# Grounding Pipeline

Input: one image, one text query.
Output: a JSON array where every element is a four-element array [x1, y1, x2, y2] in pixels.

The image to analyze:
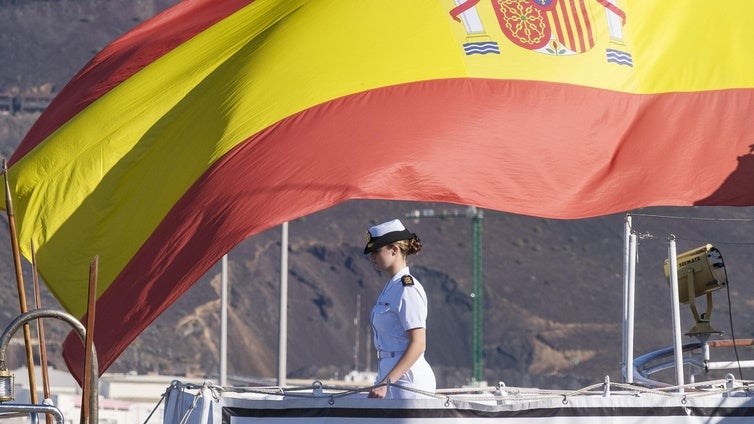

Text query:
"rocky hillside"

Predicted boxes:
[[0, 0, 754, 388]]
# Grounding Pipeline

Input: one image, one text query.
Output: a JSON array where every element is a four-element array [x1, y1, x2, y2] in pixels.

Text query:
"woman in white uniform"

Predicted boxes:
[[364, 219, 436, 399]]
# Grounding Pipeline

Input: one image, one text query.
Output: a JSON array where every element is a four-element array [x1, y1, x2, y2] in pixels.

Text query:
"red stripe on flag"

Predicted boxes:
[[64, 79, 754, 381], [8, 0, 254, 167]]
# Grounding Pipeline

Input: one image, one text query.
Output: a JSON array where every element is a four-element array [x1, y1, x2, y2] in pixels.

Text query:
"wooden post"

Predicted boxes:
[[31, 241, 53, 424], [3, 159, 37, 405], [81, 256, 99, 424]]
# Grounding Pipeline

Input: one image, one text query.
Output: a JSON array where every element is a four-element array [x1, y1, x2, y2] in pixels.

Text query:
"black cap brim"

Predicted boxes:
[[364, 230, 414, 255]]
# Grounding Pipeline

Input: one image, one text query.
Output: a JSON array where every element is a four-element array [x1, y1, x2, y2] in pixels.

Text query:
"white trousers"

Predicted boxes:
[[375, 355, 437, 399]]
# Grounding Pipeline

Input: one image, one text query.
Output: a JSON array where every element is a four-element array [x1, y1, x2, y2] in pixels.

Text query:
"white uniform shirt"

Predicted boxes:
[[372, 267, 427, 356]]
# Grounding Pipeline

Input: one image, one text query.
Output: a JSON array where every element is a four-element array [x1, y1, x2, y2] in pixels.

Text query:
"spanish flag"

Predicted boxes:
[[1, 0, 754, 378]]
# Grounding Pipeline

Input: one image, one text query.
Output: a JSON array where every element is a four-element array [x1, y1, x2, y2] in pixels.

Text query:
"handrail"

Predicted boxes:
[[0, 309, 99, 423]]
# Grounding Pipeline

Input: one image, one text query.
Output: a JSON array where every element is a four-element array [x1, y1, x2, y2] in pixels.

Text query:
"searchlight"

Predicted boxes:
[[665, 244, 728, 336]]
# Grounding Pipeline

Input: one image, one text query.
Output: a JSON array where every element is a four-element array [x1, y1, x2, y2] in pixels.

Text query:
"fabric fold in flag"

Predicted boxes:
[[1, 0, 754, 381]]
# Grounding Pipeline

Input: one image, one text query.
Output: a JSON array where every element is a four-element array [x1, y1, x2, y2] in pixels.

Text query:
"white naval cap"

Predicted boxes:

AIM OF THE TASK: Put every line of the entries above into a JSON list of strings, one string per line, skipping blank lines and leaving the pictures out.

OUTPUT FOR THIS EXERCISE:
[
  "# Grounding Pipeline",
  "Input: one image, one text query.",
  "Output: a JSON array where every element is a four-element array [x1, y1, x2, y2] in pixels.",
  "The image to analyze:",
  "Text query:",
  "\"rocky hillside\"",
  "Predicted boxes:",
  "[[0, 0, 754, 388]]",
  "# Grounding Pipeline",
  "Input: one image, one text query.",
  "Output: a JSON array where every element is a four-element array [x1, y1, x2, y2] in pixels.",
  "Text query:",
  "\"woman in white uniform\"",
  "Predicted boxes:",
  "[[364, 219, 436, 399]]",
  "# Grounding Pipeline",
  "Input: one image, one text query.",
  "Output: a JSON array where every element is a four-element array [x1, y1, x2, y2] in pixels.",
  "Text query:",
  "\"red stripe on flag\"",
  "Predicted boxes:",
  "[[64, 79, 754, 381], [8, 0, 254, 167]]",
  "# Grounding Pipeline",
  "Input: one image, one text query.",
  "Output: a JSON array where every element is a four-element array [x1, y1, x2, y2] in pixels.",
  "Text query:",
  "\"wooden post\"",
  "Predicted boxes:",
  "[[31, 241, 53, 424], [3, 159, 37, 405], [81, 256, 99, 424]]",
  "# Grounding Pipeline",
  "Input: one image, one text query.",
  "Output: a JSON array where every element is a four-element array [x1, y1, x2, y2] in pixels.",
  "Text query:",
  "\"black cap brim\"",
  "Predicted boxes:",
  "[[364, 230, 414, 255]]",
  "# Grounding Pipeline",
  "Input: one image, one text query.",
  "Output: a JSON array where every element is a four-element array [x1, y1, x2, y2] in pixels.",
  "Text query:",
  "\"white trousers\"",
  "Predicted boxes:",
  "[[375, 355, 437, 399]]",
  "# Grounding Pipeline",
  "Input: one image, one text query.",
  "Output: a JSON array where every element is a four-element array [x1, y1, x2, y2] in pixels.",
  "Text query:",
  "\"white uniform shirt\"",
  "Predicted boxes:",
  "[[372, 267, 427, 356]]",
  "# Grounding Pipeline",
  "Input: one image, one text query.",
  "Output: a JSON array where every element is a four-element array [x1, y1, x2, y2] in pixels.",
  "Text query:",
  "\"spanish flag\"",
  "Predicted boxes:",
  "[[1, 0, 754, 378]]",
  "# Grounding Pipeline",
  "Input: one image, one text query.",
  "Output: a JSON array where every element is a four-element array [x1, y1, x2, y2] in pixels.",
  "Text query:",
  "\"handrail\"",
  "Predicted boxes:",
  "[[0, 309, 99, 423]]",
  "# Grounding Pipeline",
  "Input: one image, one text query.",
  "Output: a JSON array where every element is a four-element array [x1, y1, x2, y2] in pixels.",
  "Text query:",
  "\"searchlight\"",
  "Predicted boxes:",
  "[[665, 244, 728, 336]]",
  "# Grounding Pipeline",
  "Input: one image, one text query.",
  "Output: a JSON array where every element is a four-element array [x1, y1, x2, y2] in pixels.",
  "Text query:",
  "\"fabric fold in flag\"",
  "Predicted boxes:",
  "[[1, 0, 754, 381]]",
  "# Grounding Pipeline",
  "Input: one image, one text query.",
  "Output: a JSON array where every element is a four-element array [x1, y1, x2, y2] in pixels.",
  "Text query:",
  "\"white naval cap\"",
  "Predicted boxes:"
]